> **Short task 1**
Copy out the article on Filipovic's trial between "Filipovic's trial was at" and "of the episode.", inclusive.

> **Extract to read**
Filipovic's trial was closed to the public. Officials said this was for security reasons, yet his incriminating texts had already appeared on the popular IWPR Website, as well as in some widely read English-language newspapers.
It was obvious that Filipovic's case was held in camera because of witness reports and facts concerning the scope and involvement of some army and police units in crimes against Albanian civilians when last year's NATO bombing campaign was at its height.
Filipovic's trial was at the same time meant to be a direct warning to anyone who dares to address this subject. Natasa Kandic, the director of The Humanitarian Law Centre, chose to ignore the warning.
In an interview with the daily Danas on August 12, headlined "The Authorities Are Hiding Their Responsibility Behind Repression", Kandic said at least 200,000 people in Serbia are aware that war crimes were committed in Kosovo.
The army top brass responded five days later with an open letter which asserted that Kandic's claims were groundless. Its main charge was that she did not speak about the crimes of "Shiptar terrorists and NATO criminals."
This wasn't the end of the matter. The regime sought to make more political capital out of the episode.
The state news agency, Tanjug, ran a commentary by an anonymous journalist on August 22 accusing Kandic of espionage activities. The commentary, published in all the state media, claimed that for every "false accusation against the army and legally elected leadership" Kandic and her colleagues were awarded the sum of 5000 German marks.
The condemnation of the Humanitarian Law Centre is an assault on all NGOs as well as Serbia's civil sector. It is no longer important what activity a non-governmental organisation is engaged in, the fact that the majority of NGOs are campaigning for a massive election turnout is enough for them to be demonised.
Kandic's response to the army's accusation, published in Danas on August 24, pulled no punches. In a long open letter, entitled "I Do Not Wish to Remain Silent Over The Horrors", she wrote about what she and others saw in Kosovo. The consequence of this very personal and touching letter was far-reaching.
In saying she was ready to publicise what she had experienced in Kosovo, she appears to have set herself on a collision course with the regime.
And she is unlikely to turn back. It is widely known that she is uncompromising when it comes to human rights.
A couple of days later, the VJ general staff press office announced that Kandic would be held responsible for her allegations, which, in effect, means she could be tried.

Pointing entries for named objects:
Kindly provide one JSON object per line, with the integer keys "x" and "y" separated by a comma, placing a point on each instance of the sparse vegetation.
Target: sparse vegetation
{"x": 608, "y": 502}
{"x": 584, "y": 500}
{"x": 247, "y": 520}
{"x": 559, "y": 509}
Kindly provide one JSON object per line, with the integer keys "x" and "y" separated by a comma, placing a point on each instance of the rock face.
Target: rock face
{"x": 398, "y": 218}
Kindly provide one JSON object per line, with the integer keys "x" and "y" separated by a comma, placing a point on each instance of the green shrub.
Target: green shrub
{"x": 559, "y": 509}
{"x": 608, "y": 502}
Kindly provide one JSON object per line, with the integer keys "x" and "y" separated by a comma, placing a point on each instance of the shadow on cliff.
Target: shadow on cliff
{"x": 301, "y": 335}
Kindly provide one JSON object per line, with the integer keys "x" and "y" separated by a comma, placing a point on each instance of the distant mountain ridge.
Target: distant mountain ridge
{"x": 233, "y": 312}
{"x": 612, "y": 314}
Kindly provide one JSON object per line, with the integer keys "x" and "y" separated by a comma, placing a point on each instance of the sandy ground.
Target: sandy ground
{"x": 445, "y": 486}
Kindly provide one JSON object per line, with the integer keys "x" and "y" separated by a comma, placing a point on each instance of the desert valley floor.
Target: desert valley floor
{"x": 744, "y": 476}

> **Short task 2**
Please rewrite every line of the records, requests included, with each x and y coordinate in the answers multiplied by 2.15 and rounded to a whole number, halves going up.

> **Exercise solution 1**
Filipovic's trial was at the same time meant to be a direct warning to anyone who dares to address this subject. Natasa Kandic, the director of The Humanitarian Law Centre, chose to ignore the warning.
In an interview with the daily Danas on August 12, headlined "The Authorities Are Hiding Their Responsibility Behind Repression", Kandic said at least 200,000 people in Serbia are aware that war crimes were committed in Kosovo.
The army top brass responded five days later with an open letter which asserted that Kandic's claims were groundless. Its main charge was that she did not speak about the crimes of "Shiptar terrorists and NATO criminals."
This wasn't the end of the matter. The regime sought to make more political capital out of the episode.

> **Exercise solution 2**
Kindly provide one JSON object per line, with the integer keys "x" and "y" separated by a comma, placing a point on each instance of the sparse vegetation.
Target: sparse vegetation
{"x": 1307, "y": 1079}
{"x": 1256, "y": 1075}
{"x": 531, "y": 1118}
{"x": 1202, "y": 1094}
Kindly provide one JSON object per line, with the integer keys "x" and "y" separated by a comma, placing a point on each instance of the rock face.
Target: rock face
{"x": 856, "y": 469}
Kindly provide one JSON object per line, with the integer keys "x" and "y" separated by a comma, placing a point on each instance of the green shrub.
Target: green shrub
{"x": 1202, "y": 1094}
{"x": 1307, "y": 1079}
Kindly provide one JSON object per line, with the integer keys "x" and "y" separated by a comma, placing a point on each instance of the shadow on cliff.
Target: shadow on cliff
{"x": 647, "y": 720}
Kindly provide one JSON object per line, with the integer keys "x" and "y" separated by a comma, placing a point on each instance of the distant mountain ridge.
Target: distant mountain ridge
{"x": 501, "y": 671}
{"x": 1316, "y": 675}
Kindly provide one JSON object per line, with the integer keys "x" and "y" separated by a comma, placing a point on each instance of the sandy ground.
Target: sandy ground
{"x": 957, "y": 1045}
Kindly provide one JSON object per line, with the integer keys "x" and "y" separated by a comma, placing a point on each instance of the desert valley floor.
Target: desert valley floor
{"x": 1600, "y": 1023}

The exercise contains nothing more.